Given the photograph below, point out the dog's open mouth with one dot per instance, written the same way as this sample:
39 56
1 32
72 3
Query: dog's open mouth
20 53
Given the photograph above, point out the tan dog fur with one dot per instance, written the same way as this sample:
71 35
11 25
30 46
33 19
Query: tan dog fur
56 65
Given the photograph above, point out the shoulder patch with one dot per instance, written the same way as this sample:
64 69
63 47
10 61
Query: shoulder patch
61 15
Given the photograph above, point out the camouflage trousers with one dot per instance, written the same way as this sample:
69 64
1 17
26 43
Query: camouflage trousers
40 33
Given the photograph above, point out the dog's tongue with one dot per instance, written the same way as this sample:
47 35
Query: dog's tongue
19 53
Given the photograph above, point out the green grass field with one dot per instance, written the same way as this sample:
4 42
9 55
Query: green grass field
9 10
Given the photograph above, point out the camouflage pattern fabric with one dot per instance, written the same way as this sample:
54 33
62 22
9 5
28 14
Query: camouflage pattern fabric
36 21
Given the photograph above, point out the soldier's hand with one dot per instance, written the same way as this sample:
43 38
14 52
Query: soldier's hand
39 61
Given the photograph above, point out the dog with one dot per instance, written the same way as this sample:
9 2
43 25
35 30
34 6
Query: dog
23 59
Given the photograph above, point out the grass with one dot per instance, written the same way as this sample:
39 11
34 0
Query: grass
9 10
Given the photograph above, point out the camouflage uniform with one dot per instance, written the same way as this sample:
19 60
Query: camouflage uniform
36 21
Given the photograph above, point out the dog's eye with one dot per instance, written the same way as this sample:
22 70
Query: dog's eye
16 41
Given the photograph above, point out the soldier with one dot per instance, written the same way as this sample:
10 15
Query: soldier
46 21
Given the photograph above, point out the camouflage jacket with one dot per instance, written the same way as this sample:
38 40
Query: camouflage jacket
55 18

════════════════════

— GIVEN EXERCISE —
Copy every line of the material above exactly as it stands, from the first line to the last.

— OUTPUT OF THE TASK —
Given the photograph below, point out the dog's open mouth with one dot per instance, written the same way as this sample:
39 56
1 32
72 3
Query: dog's open mouth
20 53
Given the photograph above, point out the tan dog fur with one dot per instance, written the same way as this sample:
71 35
11 25
30 46
33 19
Query: tan dog fur
56 65
Given the photograph above, point out the shoulder patch with one dot per instance, written the same way as this sample:
64 69
63 47
10 61
Query: shoulder patch
61 15
Given the photograph above, point out the camouflage trousers with one dot per instance, written the same way as this sample:
69 64
1 17
26 43
Query: camouflage trousers
40 33
Given the photograph above, point out the dog's tongue with one dot per instance, written the same way as this sample:
47 35
Query: dog's tongue
19 53
Given the photograph above, point out the green grass field with one dot per instance, written the same way as this sample:
4 42
9 55
Query: green grass field
9 10
Given the photograph above, point out the camouflage pattern fabric with one dot per instance, written the same way as this sample:
54 33
62 22
9 5
28 14
Query: camouflage pattern fabric
36 21
Given the photograph above, point out the soldier's hand with one dot per instance, written the same way as this sample:
43 38
14 52
Query: soldier's hand
39 61
Given the photograph above, point out the dog with one dot per instance, written the same way as this sample:
9 2
43 25
35 30
34 6
Query: dog
23 59
Given the photograph above, point out the grass with one dot per instance, written the same way as this sample:
39 11
34 0
Query: grass
9 10
Given the photograph above, point out the camouflage uniform with one dot per instance, written the same way as this sample:
19 60
Query: camouflage uniform
36 21
Given the photograph above, point out the dog's eye with one dot per instance, written the same way as this sample:
22 70
Query: dog's eye
16 41
Given the photograph above, point out the soldier with one dot per instance, written the same way as this sample:
10 15
Query: soldier
46 21
Given the photograph above, point out the camouflage jacket with one dot per instance, written the same way as this sample:
38 40
Query: camouflage jacket
55 18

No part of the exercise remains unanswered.